▶ **Your instructions**:
Answer these questions about the ptrace article, one per line:
1. Which file should be examined to find free space in the traced process?
2. What string comparison makes the loop in freespaceaddr stop reading lines?
3. What value is assigned to len in the main function?

▶ **Text provided**:
----

Playing with ptrace, Part II

In Part II of his series on ptrace, Pradeep tackles the more advanced topics of setting breakpoints and injecting code into running processes.
Injecting the Code into Free Space

In the previous example we injected the code directly into the executing instruction stream. However, debuggers can get confused with this kind of behaviour, so let's find the free space in the process and inject the code there. We can find free space by examining the /proc/pid/maps file of the traced process. The following function will find the starting address of this map:

long freespaceaddr(pid_t pid)
{
    FILE *fp;
    char filename[30];
    char line[85];
    long addr;
    char str[20];
    sprintf(filename, "/proc/%d/maps", pid);
    fp = fopen(filename, "r");
    if(fp == NULL)
        exit(1);
    while(fgets(line, 85, fp) != NULL) {
        sscanf(line, "%lx-%*lx %*s %*s %s", &addr,
               str, str, str, str);
        if(strcmp(str, "00:00") == 0)
            break;
    }
    fclose(fp);
    return addr;
}

Each line in /proc/pid/maps represents a mapped region of the process. An entry in /proc/pid/maps looks like this:

map start-mapend    protection  offset     device
inode      process file
08048000-0804d000   r-xp        00000000   03:08
66111      /opt/kde2/bin/kdeinit
The following program injects code into free space. It's similar to the previous injection program except the free space address is used for keeping our new code. Here is the source code for the main function:
int main(int argc, char *argv[])
{   pid_t traced_process;
    struct user_regs_struct oldregs, regs;
    long ins;
    int len = 41;
    char insertcode[] =
"\xeb\x15\x5e\xb8\x04\x00"

----

[Collection entries]
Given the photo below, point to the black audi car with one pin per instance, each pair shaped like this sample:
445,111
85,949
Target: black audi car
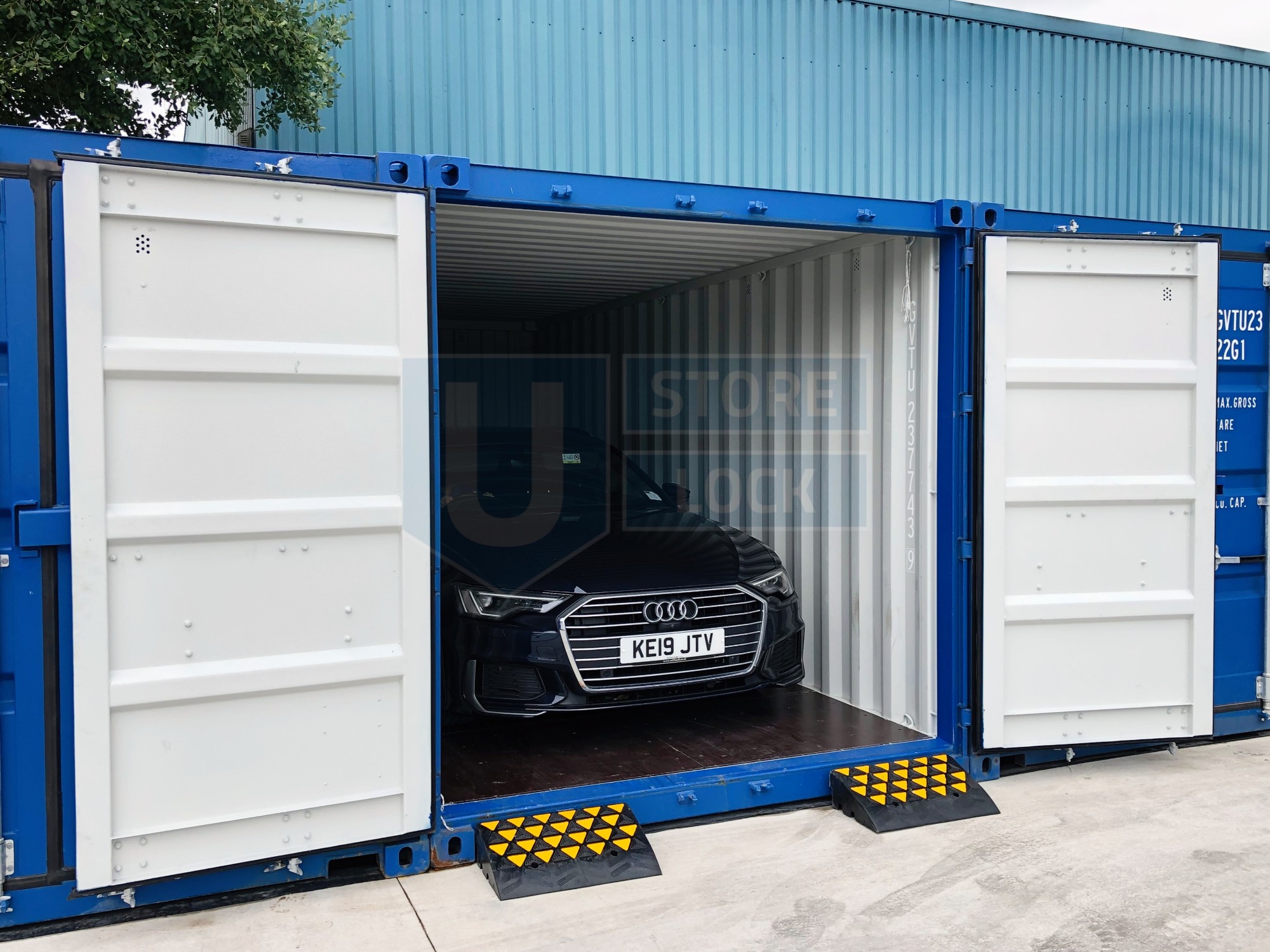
572,581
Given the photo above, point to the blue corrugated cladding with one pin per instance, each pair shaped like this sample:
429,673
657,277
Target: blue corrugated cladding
812,96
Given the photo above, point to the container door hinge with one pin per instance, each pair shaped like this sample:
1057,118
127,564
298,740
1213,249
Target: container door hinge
1220,560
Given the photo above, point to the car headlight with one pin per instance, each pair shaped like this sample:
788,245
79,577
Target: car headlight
777,583
482,604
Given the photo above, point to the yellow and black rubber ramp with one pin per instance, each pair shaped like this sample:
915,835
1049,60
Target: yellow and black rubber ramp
565,850
899,795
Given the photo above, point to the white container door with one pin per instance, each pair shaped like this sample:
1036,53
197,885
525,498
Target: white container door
248,402
1099,428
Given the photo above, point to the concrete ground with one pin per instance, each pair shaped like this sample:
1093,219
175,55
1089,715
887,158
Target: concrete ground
1154,852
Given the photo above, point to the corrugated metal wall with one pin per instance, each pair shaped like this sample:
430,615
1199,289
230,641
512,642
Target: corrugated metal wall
812,96
846,499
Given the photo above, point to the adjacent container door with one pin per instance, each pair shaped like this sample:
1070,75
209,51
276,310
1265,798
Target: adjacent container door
248,425
1099,409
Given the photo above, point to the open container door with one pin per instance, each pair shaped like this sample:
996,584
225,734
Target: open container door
250,441
1099,428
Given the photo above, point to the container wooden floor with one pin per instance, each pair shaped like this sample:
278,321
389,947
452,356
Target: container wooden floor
504,757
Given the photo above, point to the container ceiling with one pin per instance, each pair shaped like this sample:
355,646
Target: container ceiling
501,265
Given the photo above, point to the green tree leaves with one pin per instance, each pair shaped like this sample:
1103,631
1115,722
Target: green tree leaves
74,64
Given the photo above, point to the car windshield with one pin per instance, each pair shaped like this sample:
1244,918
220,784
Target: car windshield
509,477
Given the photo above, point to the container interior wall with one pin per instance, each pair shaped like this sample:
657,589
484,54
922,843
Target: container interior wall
849,505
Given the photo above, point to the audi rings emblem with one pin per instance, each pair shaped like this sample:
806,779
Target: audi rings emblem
678,611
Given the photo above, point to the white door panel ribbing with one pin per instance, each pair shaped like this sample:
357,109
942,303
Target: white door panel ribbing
250,517
1099,409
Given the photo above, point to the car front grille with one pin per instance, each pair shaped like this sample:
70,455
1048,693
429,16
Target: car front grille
594,629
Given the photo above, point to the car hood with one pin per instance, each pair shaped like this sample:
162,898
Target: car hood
655,552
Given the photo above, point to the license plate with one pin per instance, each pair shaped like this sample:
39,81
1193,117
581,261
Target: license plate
671,647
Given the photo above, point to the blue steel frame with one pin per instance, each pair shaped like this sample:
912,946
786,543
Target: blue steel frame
658,799
705,793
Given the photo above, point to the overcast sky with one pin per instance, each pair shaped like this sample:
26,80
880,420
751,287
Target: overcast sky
1245,23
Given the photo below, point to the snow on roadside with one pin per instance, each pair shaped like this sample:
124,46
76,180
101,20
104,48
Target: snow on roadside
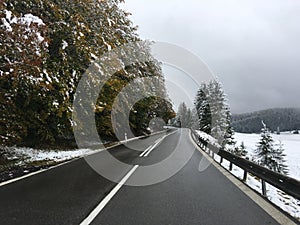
31,155
279,198
291,145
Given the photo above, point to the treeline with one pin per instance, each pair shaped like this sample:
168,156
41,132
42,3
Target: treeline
281,119
46,46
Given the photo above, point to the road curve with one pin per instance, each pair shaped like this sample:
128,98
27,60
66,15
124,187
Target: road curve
69,193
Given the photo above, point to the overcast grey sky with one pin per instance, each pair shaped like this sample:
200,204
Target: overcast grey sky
253,46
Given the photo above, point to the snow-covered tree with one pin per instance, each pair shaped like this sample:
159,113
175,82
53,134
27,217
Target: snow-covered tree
240,151
214,112
265,147
267,153
46,46
278,161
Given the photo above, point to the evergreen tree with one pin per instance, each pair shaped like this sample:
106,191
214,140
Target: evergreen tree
240,151
278,161
203,109
268,155
214,113
265,147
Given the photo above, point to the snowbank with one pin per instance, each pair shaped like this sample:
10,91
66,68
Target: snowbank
31,155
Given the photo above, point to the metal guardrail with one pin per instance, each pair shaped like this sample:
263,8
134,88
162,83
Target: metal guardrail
286,184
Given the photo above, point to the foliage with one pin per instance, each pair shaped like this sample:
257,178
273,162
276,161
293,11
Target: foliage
42,61
268,155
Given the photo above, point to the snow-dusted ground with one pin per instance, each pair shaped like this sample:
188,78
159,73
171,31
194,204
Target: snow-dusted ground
291,145
32,155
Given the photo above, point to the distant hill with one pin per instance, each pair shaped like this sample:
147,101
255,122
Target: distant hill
286,119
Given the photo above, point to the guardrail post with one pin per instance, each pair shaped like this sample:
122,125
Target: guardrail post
245,176
264,189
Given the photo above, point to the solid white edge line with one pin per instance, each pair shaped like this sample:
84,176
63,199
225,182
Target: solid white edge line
157,143
72,160
144,152
106,200
275,213
154,146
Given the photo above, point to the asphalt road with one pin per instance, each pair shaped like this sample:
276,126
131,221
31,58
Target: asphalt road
69,193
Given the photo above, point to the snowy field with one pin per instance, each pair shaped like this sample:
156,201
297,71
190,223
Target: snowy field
32,155
291,145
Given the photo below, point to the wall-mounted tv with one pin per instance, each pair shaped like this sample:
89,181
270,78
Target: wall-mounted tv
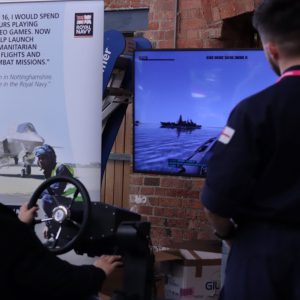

----

▶ **Response**:
1. The /proc/pid/maps file of the traced process.
2. The loop breaks when str matches "00:00".
3. 41.